### EXERCISE OBJECTIVE
Will you write out all the entries below exactly?

┄┄┄┄┄┄┄┄┄┄

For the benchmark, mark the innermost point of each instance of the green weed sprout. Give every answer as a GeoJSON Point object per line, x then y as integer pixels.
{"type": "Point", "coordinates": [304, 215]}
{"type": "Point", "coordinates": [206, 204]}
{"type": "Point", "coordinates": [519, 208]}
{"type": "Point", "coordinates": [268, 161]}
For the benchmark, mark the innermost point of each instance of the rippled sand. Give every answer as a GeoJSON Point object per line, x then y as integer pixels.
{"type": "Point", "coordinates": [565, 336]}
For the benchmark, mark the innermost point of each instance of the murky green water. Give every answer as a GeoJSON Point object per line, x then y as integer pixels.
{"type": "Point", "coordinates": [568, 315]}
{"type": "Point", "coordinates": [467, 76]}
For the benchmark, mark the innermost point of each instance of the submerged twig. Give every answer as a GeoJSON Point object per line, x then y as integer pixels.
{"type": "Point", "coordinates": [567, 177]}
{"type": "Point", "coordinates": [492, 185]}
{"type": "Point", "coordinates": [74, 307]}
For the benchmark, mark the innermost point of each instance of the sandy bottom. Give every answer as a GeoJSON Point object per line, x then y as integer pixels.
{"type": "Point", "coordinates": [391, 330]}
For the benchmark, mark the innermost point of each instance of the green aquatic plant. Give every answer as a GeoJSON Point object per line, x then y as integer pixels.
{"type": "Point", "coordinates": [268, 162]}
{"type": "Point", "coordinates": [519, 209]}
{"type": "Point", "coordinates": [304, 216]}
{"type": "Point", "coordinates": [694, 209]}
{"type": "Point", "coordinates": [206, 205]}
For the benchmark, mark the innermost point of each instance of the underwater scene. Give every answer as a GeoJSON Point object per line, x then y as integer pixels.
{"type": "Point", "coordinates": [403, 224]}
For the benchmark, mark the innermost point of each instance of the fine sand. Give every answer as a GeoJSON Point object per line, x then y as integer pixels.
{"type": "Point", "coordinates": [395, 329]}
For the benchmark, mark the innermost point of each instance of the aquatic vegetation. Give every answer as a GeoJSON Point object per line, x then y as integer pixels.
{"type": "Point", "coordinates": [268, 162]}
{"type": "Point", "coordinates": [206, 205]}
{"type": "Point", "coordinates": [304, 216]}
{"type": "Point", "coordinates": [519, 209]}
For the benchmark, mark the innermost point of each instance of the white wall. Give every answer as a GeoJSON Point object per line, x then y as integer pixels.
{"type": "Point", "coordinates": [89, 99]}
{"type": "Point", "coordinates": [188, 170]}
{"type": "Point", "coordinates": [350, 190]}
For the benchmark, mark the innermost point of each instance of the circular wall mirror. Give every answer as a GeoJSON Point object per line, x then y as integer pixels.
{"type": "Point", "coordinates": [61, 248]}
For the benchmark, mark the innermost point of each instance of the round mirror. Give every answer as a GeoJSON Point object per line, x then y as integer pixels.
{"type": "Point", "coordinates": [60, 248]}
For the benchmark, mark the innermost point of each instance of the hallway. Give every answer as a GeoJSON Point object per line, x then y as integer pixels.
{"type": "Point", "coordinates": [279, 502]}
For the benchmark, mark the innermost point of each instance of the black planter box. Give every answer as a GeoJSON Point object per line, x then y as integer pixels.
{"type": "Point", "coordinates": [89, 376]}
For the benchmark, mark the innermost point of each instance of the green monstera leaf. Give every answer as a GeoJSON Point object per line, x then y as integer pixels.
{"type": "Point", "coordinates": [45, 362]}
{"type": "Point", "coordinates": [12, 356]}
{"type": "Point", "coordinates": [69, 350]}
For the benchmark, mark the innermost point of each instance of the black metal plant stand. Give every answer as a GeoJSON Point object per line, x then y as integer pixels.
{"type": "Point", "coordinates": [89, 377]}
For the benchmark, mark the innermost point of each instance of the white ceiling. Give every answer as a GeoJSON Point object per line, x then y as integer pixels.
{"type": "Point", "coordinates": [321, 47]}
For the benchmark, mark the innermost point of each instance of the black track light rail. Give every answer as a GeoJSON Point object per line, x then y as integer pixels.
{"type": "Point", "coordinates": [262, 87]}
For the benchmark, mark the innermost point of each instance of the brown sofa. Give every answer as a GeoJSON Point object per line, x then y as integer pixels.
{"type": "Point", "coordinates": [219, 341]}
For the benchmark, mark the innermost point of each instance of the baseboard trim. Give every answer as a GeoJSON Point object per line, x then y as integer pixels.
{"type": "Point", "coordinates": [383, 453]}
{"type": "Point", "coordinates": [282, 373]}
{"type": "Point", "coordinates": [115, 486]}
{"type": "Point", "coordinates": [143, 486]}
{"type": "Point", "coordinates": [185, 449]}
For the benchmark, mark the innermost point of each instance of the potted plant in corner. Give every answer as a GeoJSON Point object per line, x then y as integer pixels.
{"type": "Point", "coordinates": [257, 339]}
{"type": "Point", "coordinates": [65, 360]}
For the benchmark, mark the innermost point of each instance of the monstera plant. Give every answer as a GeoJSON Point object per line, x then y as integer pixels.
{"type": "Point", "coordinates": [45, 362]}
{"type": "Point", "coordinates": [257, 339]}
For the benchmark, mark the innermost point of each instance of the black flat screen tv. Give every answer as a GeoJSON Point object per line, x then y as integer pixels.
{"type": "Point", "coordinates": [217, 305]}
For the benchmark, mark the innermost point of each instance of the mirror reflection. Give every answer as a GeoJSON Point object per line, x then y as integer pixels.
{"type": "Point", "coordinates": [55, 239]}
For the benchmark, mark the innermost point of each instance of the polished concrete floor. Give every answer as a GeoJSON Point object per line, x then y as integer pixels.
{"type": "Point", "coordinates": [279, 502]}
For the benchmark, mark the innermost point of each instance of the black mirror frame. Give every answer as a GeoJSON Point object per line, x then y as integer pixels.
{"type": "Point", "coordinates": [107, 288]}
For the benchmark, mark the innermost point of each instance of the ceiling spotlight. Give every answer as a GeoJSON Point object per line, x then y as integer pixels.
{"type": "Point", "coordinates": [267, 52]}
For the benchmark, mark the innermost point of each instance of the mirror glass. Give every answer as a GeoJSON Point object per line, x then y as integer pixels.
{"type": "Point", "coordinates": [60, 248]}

┄┄┄┄┄┄┄┄┄┄

### THE SOLUTION
For the benchmark, mark the innermost point of each instance of the green weed sprout. Give every answer as a GeoJSON Point object per line, x then y as integer pixels.
{"type": "Point", "coordinates": [304, 215]}
{"type": "Point", "coordinates": [206, 204]}
{"type": "Point", "coordinates": [519, 208]}
{"type": "Point", "coordinates": [268, 161]}
For the benchmark, mark the innermost point of each instance of the rippled sand. Give every answer as a GeoJSON Point object per line, x then y as integer pixels.
{"type": "Point", "coordinates": [565, 336]}
For the benchmark, mark the innermost point of each instance of the murky green water. Give every answer as a GeoJSON Point object per line, x then y as integer pixels.
{"type": "Point", "coordinates": [568, 315]}
{"type": "Point", "coordinates": [467, 76]}
For the benchmark, mark the innermost point of each instance of the submerged twig. Give every answer as a GeoJSON Point object per line, x then y as integer pixels.
{"type": "Point", "coordinates": [567, 177]}
{"type": "Point", "coordinates": [492, 185]}
{"type": "Point", "coordinates": [74, 307]}
For the benchmark, mark the innermost point of each instance of the sandy bottom. Give every answer as a GeoJSON Point object per line, x then y as integer pixels.
{"type": "Point", "coordinates": [391, 330]}
For the benchmark, mark the innermost point of each instance of the green aquatic plant. Give every answer as a GeoJSON Point object per line, x then y as integer pixels.
{"type": "Point", "coordinates": [268, 162]}
{"type": "Point", "coordinates": [519, 209]}
{"type": "Point", "coordinates": [304, 216]}
{"type": "Point", "coordinates": [694, 209]}
{"type": "Point", "coordinates": [206, 205]}
For the benchmark, mark the innermost point of each instance of the underwater scene. Give every answer as a GeoJSON Point object per line, x then y as integer pixels.
{"type": "Point", "coordinates": [403, 224]}
For the benchmark, mark the innermost point of each instance of the fine sand. Give every answer as a GeoJSON Point object per line, x then y as integer pixels.
{"type": "Point", "coordinates": [395, 329]}
For the benchmark, mark the innermost point of each instance of the aquatic vegetation. Give every answer as a GeoJSON Point object per line, x then y as integer pixels.
{"type": "Point", "coordinates": [268, 162]}
{"type": "Point", "coordinates": [206, 205]}
{"type": "Point", "coordinates": [304, 216]}
{"type": "Point", "coordinates": [519, 209]}
For the benchmark, mark the innermost point of each instance of the white wall. Give every answer as a GeoJSON Point object per line, x then y as integer pixels.
{"type": "Point", "coordinates": [89, 99]}
{"type": "Point", "coordinates": [188, 170]}
{"type": "Point", "coordinates": [350, 190]}
For the benchmark, mark the innermost point of each instance of the circular wall mirror. Give every answer as a GeoJSON Point object per line, x then y as integer pixels.
{"type": "Point", "coordinates": [61, 248]}
For the benchmark, mark the innermost point of each instance of the round mirror. Give every answer as a GeoJSON Point object per line, x then y as integer pixels.
{"type": "Point", "coordinates": [60, 248]}
For the benchmark, mark the innermost point of each instance of the hallway. Give every answer as a GeoJSON Point object per line, x then y as integer pixels.
{"type": "Point", "coordinates": [279, 502]}
For the benchmark, mark the innermost point of each instance of the black planter box. Give every answer as a GeoJSON Point object per line, x then y as integer pixels.
{"type": "Point", "coordinates": [89, 376]}
For the benchmark, mark the innermost point of each instance of the green monstera leaf. Give every answer as a GeoJSON Point object per line, x then y as integer pixels.
{"type": "Point", "coordinates": [45, 362]}
{"type": "Point", "coordinates": [12, 356]}
{"type": "Point", "coordinates": [69, 350]}
For the benchmark, mark the innermost point of each instance of the black metal plant stand. Give every answer as a GeoJSON Point object per line, x then y as integer pixels.
{"type": "Point", "coordinates": [89, 377]}
For the benchmark, mark the innermost point of each instance of the white ceiling. Give every answer as a GeoJSON Point object per line, x then y as integer pixels.
{"type": "Point", "coordinates": [321, 47]}
For the benchmark, mark the innermost point of each instance of the black track light rail. Give every answer as a GeoJSON Point object per line, x then y as integer pixels.
{"type": "Point", "coordinates": [262, 87]}
For the benchmark, mark the innermost point of each instance of the brown sofa. Give every answer as a GeoJSON Point object per line, x then y as integer pixels.
{"type": "Point", "coordinates": [219, 341]}
For the benchmark, mark the innermost point of each instance of the baseboard trim. Give every answer as a GeoJSON Point object per line, x then y as integer pixels.
{"type": "Point", "coordinates": [383, 453]}
{"type": "Point", "coordinates": [282, 373]}
{"type": "Point", "coordinates": [115, 486]}
{"type": "Point", "coordinates": [143, 486]}
{"type": "Point", "coordinates": [185, 449]}
For the benchmark, mark the innermost point of each instance of the potted plant in corner. Give every answer as a GeoJSON Point object per line, x then y as integer pixels.
{"type": "Point", "coordinates": [257, 339]}
{"type": "Point", "coordinates": [65, 360]}
For the benchmark, mark the innermost point of each instance of the monstera plant. Give every answer as a GeoJSON Point object per line, x then y as integer pixels.
{"type": "Point", "coordinates": [45, 362]}
{"type": "Point", "coordinates": [257, 339]}
For the benchmark, mark the innermost point of each instance of the black flat screen tv. Give every answer as a GeoJSON Point object per line, x then y as integer pixels.
{"type": "Point", "coordinates": [217, 305]}
For the benchmark, mark the innermost point of each instance of the mirror reflection. Give every answer as a GeoJSON Point object per line, x then y as integer pixels.
{"type": "Point", "coordinates": [55, 239]}
For the benchmark, mark the innermost point of each instance of the polished concrete floor. Give every answer as a GeoJSON Point object per line, x then y as integer pixels.
{"type": "Point", "coordinates": [279, 502]}
For the benchmark, mark the innermost point of each instance of the black mirror frame. Give every answer as a GeoJSON Point object per line, x then y as integer pixels.
{"type": "Point", "coordinates": [107, 288]}
For the benchmark, mark the innermost point of each instance of the ceiling spotlight. Give every answer as a GeoJSON Point object per line, x then y as integer pixels.
{"type": "Point", "coordinates": [267, 52]}
For the benchmark, mark the innermost point of each instance of the mirror glass. Give every answer as a GeoJSON Point object per line, x then y as integer pixels.
{"type": "Point", "coordinates": [60, 248]}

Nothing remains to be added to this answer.